====== Reading text ======

Ruth -- a vision of perfect community
David Robertson
Reprinted from the June 2004 issue of The Christian Science Journal

Many Bible readers are familiar with the story of Ruth, the woman who left her own community in order to go with her mother-in-law to her homeland after both of them had been widowed. It’s a moving love story, but it also tells how people from different cultures can get along with each other.

Like most stories in the Bible, Ruth’s experiences can be applied and interpreted many ways. For instance, they relate to women’s roles in community affairs, to the value of extraordinary loyalty and to God’s loving care for childless and destitute widows.

Another powerful insight that can be gained from Ruth’s story is how community relations can be perfected. At a time of great transition and turmoil in the history of Israel, the authors of Ruth, the story of an outsider, have provided a recipe for the brotherhood and sisterhood of humankind.

In English translations of the Bible, the book of Ruth is situated between the books of Judges and First Samuel, historically a dark and bloody time for both Israel and Ruth’s nation, Moab.

"A Hebrew short story told with consummate skill."

“The book of Ruth is a Hebrew short story, told with consummate skill,” says one commentator. “… Ruth is silent about the underlying hostility and suspicion the two peoples—Judahites and Moabites—felt for each other. The original onslaught of the invading Israelite tribes against towns that were once Moabite had never been forgotten or forgiven, while the Hebrew prophets denounced Moab’s pride and arrogance for trying to bewitch, seduce and oppress Israel from the time of Balaam on. The Mesha stele (c. 830 BC) boasts of the massacre of entire Israelite towns.”

Ruth’s story doesn’t present an idealized human community, nor is it macrocosmic; that is, it’s not trying to speak for the whole universe or to reverse the whole history of wrongs that have been done.

But that doesn’t weaken its powerful message. By taking the microcosmic route, dealing only with this one family and its one village, its message becomes more powerful.

====== Raw records ======

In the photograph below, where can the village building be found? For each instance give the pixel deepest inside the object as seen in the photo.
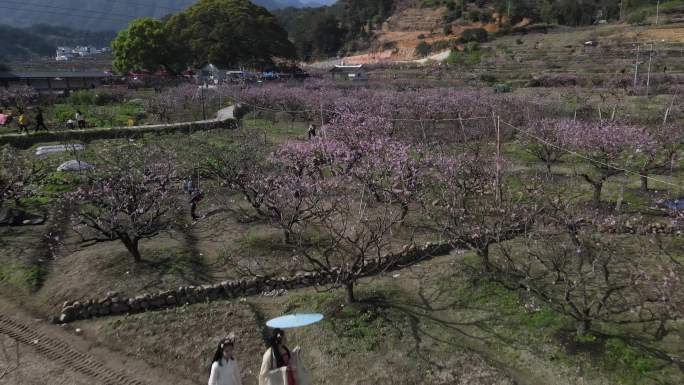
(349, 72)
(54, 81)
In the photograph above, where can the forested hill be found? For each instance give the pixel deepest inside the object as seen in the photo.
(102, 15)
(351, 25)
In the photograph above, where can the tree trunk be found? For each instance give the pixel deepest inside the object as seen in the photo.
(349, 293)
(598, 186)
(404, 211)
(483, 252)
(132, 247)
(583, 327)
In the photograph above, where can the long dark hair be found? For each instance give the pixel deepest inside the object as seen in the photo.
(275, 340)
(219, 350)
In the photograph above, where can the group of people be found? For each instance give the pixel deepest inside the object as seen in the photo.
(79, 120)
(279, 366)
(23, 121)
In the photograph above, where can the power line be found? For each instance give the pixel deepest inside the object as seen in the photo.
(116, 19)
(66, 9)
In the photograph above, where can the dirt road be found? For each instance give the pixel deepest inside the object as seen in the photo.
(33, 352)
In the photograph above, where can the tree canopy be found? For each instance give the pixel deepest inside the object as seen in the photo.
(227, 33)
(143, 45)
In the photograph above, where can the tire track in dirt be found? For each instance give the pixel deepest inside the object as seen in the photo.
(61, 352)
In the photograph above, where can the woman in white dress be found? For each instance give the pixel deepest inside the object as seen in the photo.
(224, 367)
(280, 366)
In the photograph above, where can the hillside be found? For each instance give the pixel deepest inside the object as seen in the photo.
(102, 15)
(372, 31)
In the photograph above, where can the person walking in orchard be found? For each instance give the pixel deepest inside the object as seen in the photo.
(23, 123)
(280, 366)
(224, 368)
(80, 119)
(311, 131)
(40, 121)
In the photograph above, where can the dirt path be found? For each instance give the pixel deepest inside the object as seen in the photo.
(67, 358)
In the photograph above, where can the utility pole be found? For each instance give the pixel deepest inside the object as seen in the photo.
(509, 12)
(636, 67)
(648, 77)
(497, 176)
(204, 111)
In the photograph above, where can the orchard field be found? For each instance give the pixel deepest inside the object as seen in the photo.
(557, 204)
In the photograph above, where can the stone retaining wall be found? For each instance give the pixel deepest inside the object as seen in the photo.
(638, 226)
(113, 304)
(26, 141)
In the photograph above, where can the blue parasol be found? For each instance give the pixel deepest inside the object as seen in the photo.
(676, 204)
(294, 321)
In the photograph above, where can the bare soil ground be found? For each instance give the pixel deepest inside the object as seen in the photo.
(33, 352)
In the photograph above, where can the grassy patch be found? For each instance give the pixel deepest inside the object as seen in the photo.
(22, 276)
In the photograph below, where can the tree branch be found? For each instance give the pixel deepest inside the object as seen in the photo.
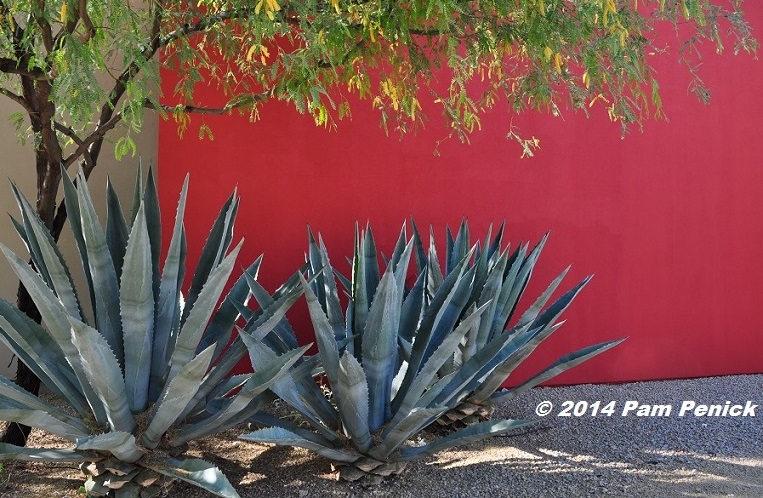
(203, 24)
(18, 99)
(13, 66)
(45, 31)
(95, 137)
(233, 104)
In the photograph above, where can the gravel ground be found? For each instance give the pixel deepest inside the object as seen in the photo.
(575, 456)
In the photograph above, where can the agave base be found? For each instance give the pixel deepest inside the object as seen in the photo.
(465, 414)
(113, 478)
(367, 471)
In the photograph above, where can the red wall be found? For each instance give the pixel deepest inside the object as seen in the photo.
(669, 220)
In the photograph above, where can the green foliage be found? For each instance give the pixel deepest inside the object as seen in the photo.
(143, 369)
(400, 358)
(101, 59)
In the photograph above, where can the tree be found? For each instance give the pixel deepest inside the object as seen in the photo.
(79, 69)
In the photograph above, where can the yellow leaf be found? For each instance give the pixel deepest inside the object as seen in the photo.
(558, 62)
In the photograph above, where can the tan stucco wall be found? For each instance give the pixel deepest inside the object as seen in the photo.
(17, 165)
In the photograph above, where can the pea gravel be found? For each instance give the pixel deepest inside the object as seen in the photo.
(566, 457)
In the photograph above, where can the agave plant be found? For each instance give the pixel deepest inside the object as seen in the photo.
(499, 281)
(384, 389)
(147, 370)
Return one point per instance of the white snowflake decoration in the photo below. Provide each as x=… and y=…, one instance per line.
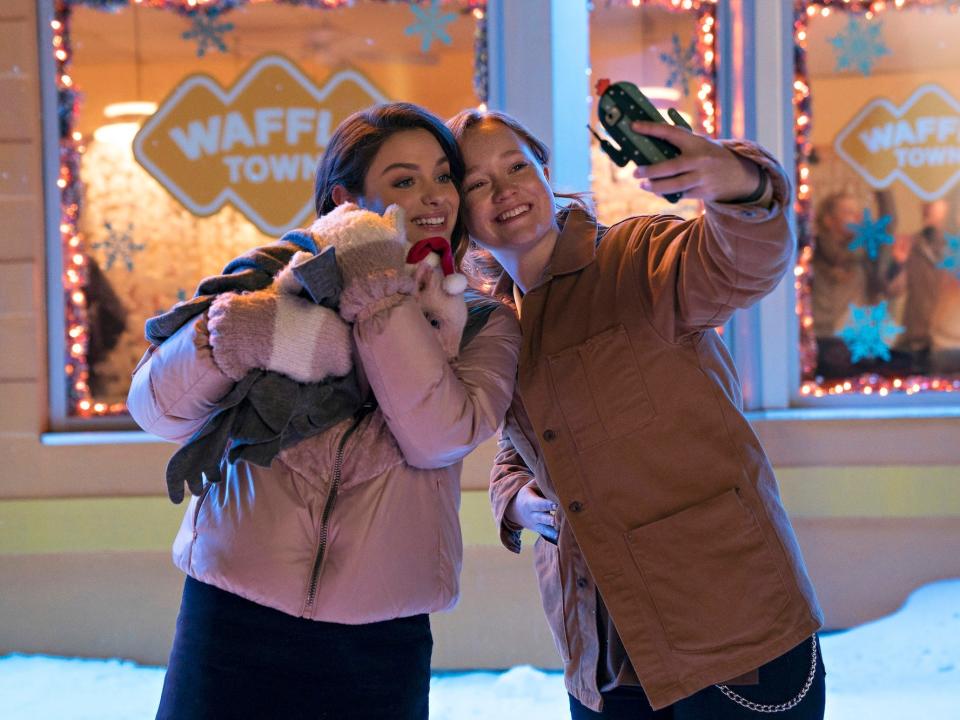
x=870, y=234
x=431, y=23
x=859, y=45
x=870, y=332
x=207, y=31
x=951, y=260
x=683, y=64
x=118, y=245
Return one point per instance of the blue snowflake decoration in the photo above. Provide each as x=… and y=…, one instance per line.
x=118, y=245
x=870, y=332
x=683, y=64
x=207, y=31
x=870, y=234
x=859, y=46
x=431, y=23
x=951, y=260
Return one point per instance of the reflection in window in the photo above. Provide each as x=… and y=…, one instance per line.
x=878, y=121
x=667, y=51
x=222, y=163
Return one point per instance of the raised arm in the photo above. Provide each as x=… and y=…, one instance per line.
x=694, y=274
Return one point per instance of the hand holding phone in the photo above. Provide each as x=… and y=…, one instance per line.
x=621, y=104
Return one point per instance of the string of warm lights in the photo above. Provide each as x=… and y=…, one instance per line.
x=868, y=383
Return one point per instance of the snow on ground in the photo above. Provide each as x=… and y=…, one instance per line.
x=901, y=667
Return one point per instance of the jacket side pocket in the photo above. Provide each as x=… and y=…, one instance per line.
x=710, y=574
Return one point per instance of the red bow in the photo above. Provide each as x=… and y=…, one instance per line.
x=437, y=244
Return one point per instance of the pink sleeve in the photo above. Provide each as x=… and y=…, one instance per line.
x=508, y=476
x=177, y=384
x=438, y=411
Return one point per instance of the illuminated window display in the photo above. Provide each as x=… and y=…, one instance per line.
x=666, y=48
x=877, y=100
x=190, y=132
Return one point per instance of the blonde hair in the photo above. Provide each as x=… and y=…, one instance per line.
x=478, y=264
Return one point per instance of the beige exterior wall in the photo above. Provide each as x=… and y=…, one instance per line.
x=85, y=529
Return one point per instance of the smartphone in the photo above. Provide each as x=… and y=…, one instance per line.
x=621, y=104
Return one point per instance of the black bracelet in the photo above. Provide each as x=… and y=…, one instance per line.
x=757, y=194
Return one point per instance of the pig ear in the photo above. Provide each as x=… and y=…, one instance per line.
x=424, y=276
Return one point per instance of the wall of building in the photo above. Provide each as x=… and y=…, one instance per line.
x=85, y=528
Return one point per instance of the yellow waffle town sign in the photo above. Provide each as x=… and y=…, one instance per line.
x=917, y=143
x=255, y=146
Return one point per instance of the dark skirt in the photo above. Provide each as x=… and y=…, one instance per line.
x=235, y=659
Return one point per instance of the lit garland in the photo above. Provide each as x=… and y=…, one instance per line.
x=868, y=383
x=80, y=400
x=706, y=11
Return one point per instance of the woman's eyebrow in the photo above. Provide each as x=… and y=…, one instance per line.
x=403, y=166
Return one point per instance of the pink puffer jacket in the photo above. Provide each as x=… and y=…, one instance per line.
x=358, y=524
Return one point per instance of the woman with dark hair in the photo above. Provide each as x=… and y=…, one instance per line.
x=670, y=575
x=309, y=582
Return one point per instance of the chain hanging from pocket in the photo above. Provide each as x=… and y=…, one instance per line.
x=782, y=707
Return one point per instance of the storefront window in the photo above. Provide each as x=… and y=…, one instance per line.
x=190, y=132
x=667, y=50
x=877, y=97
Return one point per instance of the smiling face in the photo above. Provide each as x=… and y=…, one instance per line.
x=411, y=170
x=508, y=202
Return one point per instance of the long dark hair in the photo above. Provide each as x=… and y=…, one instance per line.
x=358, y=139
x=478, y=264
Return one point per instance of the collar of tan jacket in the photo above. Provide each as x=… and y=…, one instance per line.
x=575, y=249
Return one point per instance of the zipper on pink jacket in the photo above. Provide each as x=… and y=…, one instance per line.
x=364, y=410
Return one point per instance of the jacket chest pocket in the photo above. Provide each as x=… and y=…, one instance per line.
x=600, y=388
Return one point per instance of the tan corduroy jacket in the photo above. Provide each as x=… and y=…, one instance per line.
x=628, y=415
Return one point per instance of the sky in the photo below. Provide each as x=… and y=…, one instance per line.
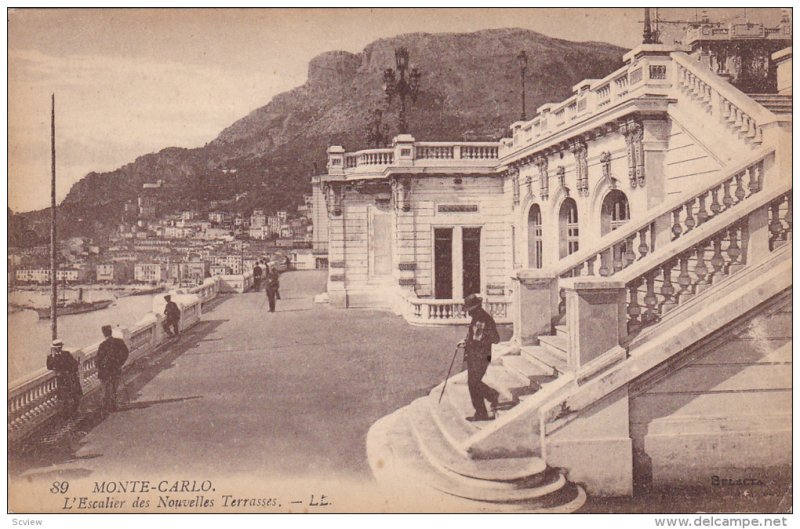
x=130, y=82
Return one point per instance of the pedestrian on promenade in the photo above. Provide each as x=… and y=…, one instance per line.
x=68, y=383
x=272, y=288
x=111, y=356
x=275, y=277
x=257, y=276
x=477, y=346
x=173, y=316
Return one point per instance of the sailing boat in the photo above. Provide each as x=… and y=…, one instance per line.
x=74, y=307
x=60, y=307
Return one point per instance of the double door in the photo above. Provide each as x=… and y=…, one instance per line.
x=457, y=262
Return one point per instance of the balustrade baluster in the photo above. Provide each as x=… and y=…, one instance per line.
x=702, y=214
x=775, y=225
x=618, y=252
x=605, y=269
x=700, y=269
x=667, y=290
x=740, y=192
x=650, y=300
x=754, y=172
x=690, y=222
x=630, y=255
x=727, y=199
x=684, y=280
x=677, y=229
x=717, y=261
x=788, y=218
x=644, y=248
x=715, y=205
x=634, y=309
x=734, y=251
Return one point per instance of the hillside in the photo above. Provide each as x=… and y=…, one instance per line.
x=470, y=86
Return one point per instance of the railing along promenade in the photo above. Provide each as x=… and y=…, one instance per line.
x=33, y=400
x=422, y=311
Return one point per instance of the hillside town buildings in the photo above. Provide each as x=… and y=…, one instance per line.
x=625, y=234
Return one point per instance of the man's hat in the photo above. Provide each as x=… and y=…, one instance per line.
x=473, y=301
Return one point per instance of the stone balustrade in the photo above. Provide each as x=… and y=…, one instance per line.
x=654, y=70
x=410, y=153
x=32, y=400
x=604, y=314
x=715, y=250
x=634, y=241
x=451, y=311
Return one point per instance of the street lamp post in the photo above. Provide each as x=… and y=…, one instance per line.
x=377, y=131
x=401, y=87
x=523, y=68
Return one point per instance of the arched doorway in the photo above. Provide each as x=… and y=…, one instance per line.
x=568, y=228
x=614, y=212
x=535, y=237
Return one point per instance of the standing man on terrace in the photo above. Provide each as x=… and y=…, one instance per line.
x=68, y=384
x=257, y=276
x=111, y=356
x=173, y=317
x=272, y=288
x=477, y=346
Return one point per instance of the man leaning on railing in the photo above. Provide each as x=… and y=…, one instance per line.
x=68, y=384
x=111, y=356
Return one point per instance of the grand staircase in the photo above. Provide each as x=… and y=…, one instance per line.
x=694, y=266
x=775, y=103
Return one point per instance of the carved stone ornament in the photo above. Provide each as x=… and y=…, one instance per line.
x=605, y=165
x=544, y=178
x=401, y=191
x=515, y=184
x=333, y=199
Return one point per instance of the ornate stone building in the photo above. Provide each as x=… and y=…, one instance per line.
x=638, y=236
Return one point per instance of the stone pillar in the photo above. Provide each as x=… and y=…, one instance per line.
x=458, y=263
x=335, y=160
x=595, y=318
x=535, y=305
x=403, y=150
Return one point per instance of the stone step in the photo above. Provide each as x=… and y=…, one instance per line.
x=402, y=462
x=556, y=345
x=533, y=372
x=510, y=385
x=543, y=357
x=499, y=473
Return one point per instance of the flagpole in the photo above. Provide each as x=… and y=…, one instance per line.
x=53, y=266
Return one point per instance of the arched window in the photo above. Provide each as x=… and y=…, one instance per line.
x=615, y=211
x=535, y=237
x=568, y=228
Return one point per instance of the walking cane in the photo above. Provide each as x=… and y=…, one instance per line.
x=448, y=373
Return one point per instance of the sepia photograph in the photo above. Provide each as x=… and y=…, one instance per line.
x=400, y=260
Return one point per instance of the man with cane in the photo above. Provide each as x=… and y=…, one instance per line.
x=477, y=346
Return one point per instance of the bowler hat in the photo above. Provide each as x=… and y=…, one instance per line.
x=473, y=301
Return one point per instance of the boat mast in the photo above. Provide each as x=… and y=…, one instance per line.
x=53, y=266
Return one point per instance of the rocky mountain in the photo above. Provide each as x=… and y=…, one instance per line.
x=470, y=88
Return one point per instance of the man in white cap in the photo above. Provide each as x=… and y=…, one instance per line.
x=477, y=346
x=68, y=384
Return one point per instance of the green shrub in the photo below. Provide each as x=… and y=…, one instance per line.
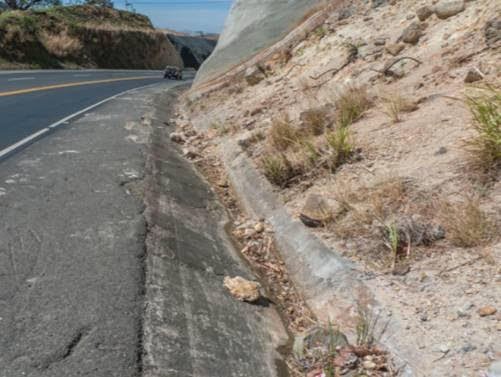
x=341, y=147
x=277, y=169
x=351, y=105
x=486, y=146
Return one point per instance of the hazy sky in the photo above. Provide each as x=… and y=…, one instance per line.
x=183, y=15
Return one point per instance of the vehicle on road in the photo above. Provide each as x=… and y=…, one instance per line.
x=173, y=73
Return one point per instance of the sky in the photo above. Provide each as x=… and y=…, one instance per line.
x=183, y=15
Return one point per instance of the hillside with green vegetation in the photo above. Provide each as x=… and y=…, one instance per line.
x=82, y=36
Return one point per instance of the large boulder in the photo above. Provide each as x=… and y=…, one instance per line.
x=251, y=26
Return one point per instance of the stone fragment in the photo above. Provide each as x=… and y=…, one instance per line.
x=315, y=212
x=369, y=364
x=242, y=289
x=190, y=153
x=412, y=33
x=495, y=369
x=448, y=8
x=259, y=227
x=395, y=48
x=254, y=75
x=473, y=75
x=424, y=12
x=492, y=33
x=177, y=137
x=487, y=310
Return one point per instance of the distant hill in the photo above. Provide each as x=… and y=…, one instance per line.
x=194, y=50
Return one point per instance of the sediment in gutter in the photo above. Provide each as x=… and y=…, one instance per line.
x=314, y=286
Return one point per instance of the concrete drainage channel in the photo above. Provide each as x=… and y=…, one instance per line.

======

→ **Task set**
(1) In the article on Ruth, which two books of the Bible does the book of Ruth sit between in English translations?
(2) Please give only the number of lines in the listing that contain the string "gravel". Case counts.

→ **Solutions to the problems**
(1) Judges and First Samuel.

(2) 2